» Extract to read

We had to link up with Lindblad again to join our next expedition, and to do so, we met an incoming group flight at Tocumen Airport. A group of about 20 then boarded a bus to take us to Colon, about an hour away on, mostly, a 4 lane divided road. On the way, we stopped over at Miraflores Locks, and it was good to have another viewing.
The part of Colon we drove through to get to the massive container port (next door to the west's largest free-trade zone), where the Sea Lion was docked, looked very poor. The slums we saw in Panama City are more than replicated here, but Felix, our guide for the bus trip, told us the government is staging a massive reinvestment (urban renewal?) program for the city.
On arrival, we were positively rushed onto the Sea Lion. It seemed that the pilot was already on board, and if we didn't go now, we would lose him and our slot on the canal! Our cabin, #106, is on the Bridge Deck (the uppermost of 3 passenger decks), had two single bunks, and was relatively spacious compared to #6 on the Pan Orama II.

» Set exercise a
How would you render this sentence from the travel account in Spanish: "On arrival, we were positively rushed onto the Sea Lion."

» Data extract
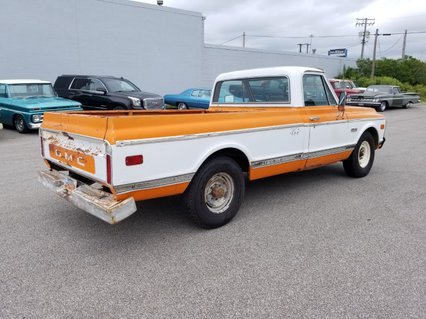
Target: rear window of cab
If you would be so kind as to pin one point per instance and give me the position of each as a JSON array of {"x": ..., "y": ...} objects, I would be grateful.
[{"x": 255, "y": 90}]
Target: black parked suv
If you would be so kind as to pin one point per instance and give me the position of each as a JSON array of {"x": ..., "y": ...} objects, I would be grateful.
[{"x": 106, "y": 93}]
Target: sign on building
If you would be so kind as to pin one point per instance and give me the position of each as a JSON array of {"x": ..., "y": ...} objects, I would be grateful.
[{"x": 338, "y": 52}]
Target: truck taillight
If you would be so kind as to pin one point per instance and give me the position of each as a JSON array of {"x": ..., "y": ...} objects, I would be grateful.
[
  {"x": 109, "y": 171},
  {"x": 134, "y": 160}
]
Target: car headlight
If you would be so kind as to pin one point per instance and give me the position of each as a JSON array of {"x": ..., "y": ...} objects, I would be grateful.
[
  {"x": 36, "y": 118},
  {"x": 135, "y": 101}
]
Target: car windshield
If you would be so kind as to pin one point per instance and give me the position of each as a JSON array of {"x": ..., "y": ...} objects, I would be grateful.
[
  {"x": 120, "y": 85},
  {"x": 31, "y": 90},
  {"x": 343, "y": 85},
  {"x": 378, "y": 89}
]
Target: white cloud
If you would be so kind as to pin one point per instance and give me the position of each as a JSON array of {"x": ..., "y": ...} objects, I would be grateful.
[{"x": 285, "y": 18}]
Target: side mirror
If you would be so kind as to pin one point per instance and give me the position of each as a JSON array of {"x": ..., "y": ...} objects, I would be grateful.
[
  {"x": 342, "y": 101},
  {"x": 101, "y": 91}
]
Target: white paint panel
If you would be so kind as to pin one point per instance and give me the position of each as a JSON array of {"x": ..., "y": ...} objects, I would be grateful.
[{"x": 165, "y": 159}]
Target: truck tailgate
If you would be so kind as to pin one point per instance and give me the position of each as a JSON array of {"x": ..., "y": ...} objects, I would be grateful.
[{"x": 70, "y": 142}]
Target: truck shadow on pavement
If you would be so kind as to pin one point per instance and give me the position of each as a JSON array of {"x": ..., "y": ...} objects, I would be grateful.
[{"x": 166, "y": 217}]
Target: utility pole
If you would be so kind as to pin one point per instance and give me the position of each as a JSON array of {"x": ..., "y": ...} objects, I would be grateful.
[
  {"x": 364, "y": 22},
  {"x": 302, "y": 44},
  {"x": 404, "y": 44},
  {"x": 373, "y": 64}
]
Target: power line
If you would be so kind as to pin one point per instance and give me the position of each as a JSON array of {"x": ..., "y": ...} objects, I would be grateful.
[{"x": 315, "y": 36}]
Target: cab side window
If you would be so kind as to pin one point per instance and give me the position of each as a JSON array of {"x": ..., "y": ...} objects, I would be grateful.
[
  {"x": 316, "y": 91},
  {"x": 270, "y": 89},
  {"x": 232, "y": 92}
]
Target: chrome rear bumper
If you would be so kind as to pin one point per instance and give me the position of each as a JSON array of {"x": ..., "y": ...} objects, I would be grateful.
[{"x": 92, "y": 200}]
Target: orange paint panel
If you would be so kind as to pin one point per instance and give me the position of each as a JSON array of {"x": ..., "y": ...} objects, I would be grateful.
[
  {"x": 261, "y": 172},
  {"x": 328, "y": 159},
  {"x": 155, "y": 192},
  {"x": 355, "y": 113},
  {"x": 116, "y": 126},
  {"x": 73, "y": 158}
]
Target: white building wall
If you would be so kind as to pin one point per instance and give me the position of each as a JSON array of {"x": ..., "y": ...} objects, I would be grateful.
[
  {"x": 154, "y": 47},
  {"x": 160, "y": 49}
]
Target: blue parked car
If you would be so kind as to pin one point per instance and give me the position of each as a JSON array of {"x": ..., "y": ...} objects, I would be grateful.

» Set exercise b
Can you reproduce the part of the records that opens with the line containing "Target: blue parked car" and closes with the last line of the records, both ends included, and nothing else?

» Solution a
Al llegar, prácticamente nos hicieron subir a toda prisa al Sea Lion.

» Solution b
Target: blue parked car
If you would be so kind as to pin one point per instance and give me the position of each as a JSON array of {"x": ..., "y": ...} objects, I would be grateful.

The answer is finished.